:: Quoted passage ::

[Start of Attachment]

State laws are the primary source of potential identity-theft liability for employers. "State laws in this area are a patchwork collection and are neither uniform nor completely consistent," Fowler said.

California and Massachusetts have been more active than other states in passing data privacy legislation, but virtually all of the states have data breach notification laws at this point, he noted.

These state laws can impose additional requirements and restrictions on how employers use, store and transmit employee information, Story said.

A recent trend in state law is to expand the definition of "personal information." For example, new laws in Maryland and Delaware have broadened the types of protected personal data to include personal health information, biometric data, passport numbers and more.

Arizona has statutes explicitly limiting the manner and extent to which businesses may require and transmit personally identifying information, Story said.

Best Practices

The first thing employers should do is establish, publish and enforce clear policies and procedures concerning storage, use and access to sensitive information, Story suggested. "It should be clear to the organization that personnel data and, in particular, those records containing sensitive information are confidential and that unauthorized access, use or disclosure of that information is strictly prohibited."

[End of Attachment]

List every U.S. state named in the passage on state identity-theft laws above.

:: Given information ::
[Start of Attachment]

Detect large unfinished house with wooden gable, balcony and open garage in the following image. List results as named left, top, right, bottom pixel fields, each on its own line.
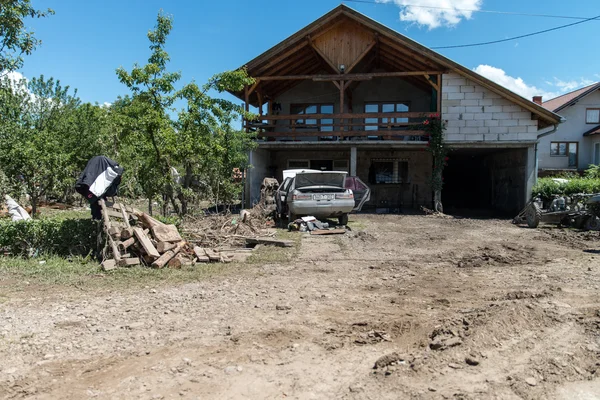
left=233, top=5, right=560, bottom=212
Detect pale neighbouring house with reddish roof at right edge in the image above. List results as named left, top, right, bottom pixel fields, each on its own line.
left=534, top=82, right=600, bottom=175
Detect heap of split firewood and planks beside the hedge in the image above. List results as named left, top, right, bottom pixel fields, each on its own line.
left=99, top=200, right=232, bottom=270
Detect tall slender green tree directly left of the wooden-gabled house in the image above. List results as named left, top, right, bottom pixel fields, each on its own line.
left=117, top=13, right=254, bottom=214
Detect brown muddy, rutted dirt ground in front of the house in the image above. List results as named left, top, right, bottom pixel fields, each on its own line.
left=0, top=215, right=600, bottom=399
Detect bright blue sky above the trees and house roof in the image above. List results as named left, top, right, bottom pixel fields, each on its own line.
left=20, top=0, right=600, bottom=103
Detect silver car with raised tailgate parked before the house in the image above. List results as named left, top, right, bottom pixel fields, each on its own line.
left=276, top=170, right=356, bottom=225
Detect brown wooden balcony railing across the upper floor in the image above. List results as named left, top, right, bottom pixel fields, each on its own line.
left=244, top=112, right=430, bottom=141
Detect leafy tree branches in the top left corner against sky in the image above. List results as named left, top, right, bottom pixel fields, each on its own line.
left=0, top=0, right=54, bottom=73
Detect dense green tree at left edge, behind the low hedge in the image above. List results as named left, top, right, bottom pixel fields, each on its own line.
left=0, top=75, right=80, bottom=215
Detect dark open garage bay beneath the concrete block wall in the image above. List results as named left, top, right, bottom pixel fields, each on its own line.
left=442, top=148, right=527, bottom=216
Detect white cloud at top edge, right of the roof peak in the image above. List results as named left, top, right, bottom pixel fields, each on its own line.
left=377, top=0, right=483, bottom=29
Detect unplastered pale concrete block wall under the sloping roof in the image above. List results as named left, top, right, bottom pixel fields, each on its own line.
left=442, top=73, right=538, bottom=142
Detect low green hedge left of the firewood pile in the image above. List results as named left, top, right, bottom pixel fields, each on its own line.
left=0, top=218, right=104, bottom=257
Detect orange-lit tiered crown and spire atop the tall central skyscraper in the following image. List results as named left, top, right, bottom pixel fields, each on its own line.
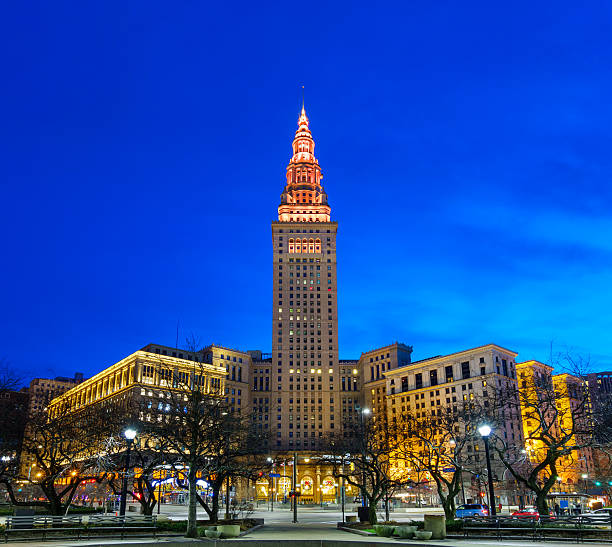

[End of Attachment]

:: Your solution ::
California, Massachusetts, Maryland, Delaware, Arizona